**Problema proposto 1**
Segundo o texto sobre o ensino de História nos anos iniciais, em quais etapas a BNCC se divide? Cite todas.

**Documento**
• • • • • • •

Marcia Evangelista da Silva Santos e Fábio Alves dos Santos

ENSINO-APRENDIZAGEM DE HISTÓRIA NOS ANOS INICIAIS DO ENSINO FUNDAMENTAL: ESTUDO DE CASO EM ESCOLAS MUNICIPAIS DE BARRA DOS COQUEIROS-SE

 

Introdução

 

Este texto integra o projeto de pesquisa; “Alfabetização Histórica: em busca de um reposicionamento disciplinar diante das reformas curriculares.” Toma-se como ponto de partida a implantação da Base Nacional Comum Curricular (BNCC) como orientação para o currículo escolar, documento normativo divido em três etapas: Educação Infantil, Ensino Fundamental e Ensino Médio. É ela que norteia o   conjunto de aprendizagens e competências para o aluno desenvolver  em sua jornada na educação básica. 

 

Foi a partir deste cenário de introdução da BNCC que desenvolveu-se esta pesquisa com objetivo de analisar como está caminhando o processo de ensino-aprendizagem de alfabetização histórica por professores do Ensino Fundamental nos anos iniciais em algumas Escolas Municipais de Barra dos Coqueiros/SE. Questionou-se, ainda, quais os conceitos de alfabetização histórica ou letramento histórico que os docentes dominam e analisar as articulações que apresentam de acordo com o que discutem alguns teóricos que debatem o assunto na produção acadêmica.

 

O conhecimento histórico é descrito na BNCC, em um entendimento semelhante à literacia histórica (termo traduzido de literacy history, discutido por PETER LEE (2006, 2016), STAMATTO (2009), JÖRN RÜSEN (2015), sobre o ensino de História para os Anos Iniciais)  como:

 

“uma forma de pensar, entre várias; uma forma de indagar sobre as coisas do passado e do presente, de construir explicações, desvendar significados, compor e decompor interpretações, em movimento contínuo ao longo do tempo e do espaço”.(Brasil 2018, p.403)

• • • • • • •

**Problema proposto 2**
Reescreva por inteiro todos os registros abaixo e desloque cada coordenada das respostas somando 10 a cada número.

Registros de apontamento de objetos rotulados:
• • • • • • •

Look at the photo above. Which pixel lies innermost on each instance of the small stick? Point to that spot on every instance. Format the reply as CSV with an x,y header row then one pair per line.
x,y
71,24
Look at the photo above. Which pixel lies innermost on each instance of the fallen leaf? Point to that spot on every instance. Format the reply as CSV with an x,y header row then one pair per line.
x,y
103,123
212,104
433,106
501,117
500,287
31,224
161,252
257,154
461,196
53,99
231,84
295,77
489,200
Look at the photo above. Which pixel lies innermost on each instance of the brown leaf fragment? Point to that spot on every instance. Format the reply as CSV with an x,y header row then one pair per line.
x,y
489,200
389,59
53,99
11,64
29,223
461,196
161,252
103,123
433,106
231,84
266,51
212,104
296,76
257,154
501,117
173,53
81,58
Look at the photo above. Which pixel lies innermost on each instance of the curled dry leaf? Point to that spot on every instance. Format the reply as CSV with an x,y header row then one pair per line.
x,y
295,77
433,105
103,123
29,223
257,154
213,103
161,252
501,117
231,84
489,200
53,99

• • • • • • •

**Resposta da tarefa 1**
Educação Infantil, Ensino Fundamental e Ensino Médio.

**Resposta da tarefa 2**
Look at the photo above. Which pixel lies innermost on each instance of the small stick? Point to that spot on every instance. Format the reply as CSV with an x,y header row then one pair per line.
x,y
81,34
Look at the photo above. Which pixel lies innermost on each instance of the fallen leaf? Point to that spot on every instance. Format the reply as CSV with an x,y header row then one pair per line.
x,y
113,133
222,114
443,116
511,127
510,297
41,234
171,262
267,164
471,206
63,109
241,94
305,87
499,210
Look at the photo above. Which pixel lies innermost on each instance of the brown leaf fragment? Point to that spot on every instance. Format the reply as CSV with an x,y header row then one pair per line.
x,y
499,210
399,69
63,109
21,74
39,233
471,206
171,262
113,133
443,116
241,94
276,61
222,114
306,86
267,164
511,127
183,63
91,68
Look at the photo above. Which pixel lies innermost on each instance of the curled dry leaf? Point to that spot on every instance. Format the reply as CSV with an x,y header row then one pair per line.
x,y
305,87
443,115
113,133
39,233
267,164
223,113
171,262
511,127
241,94
499,210
63,109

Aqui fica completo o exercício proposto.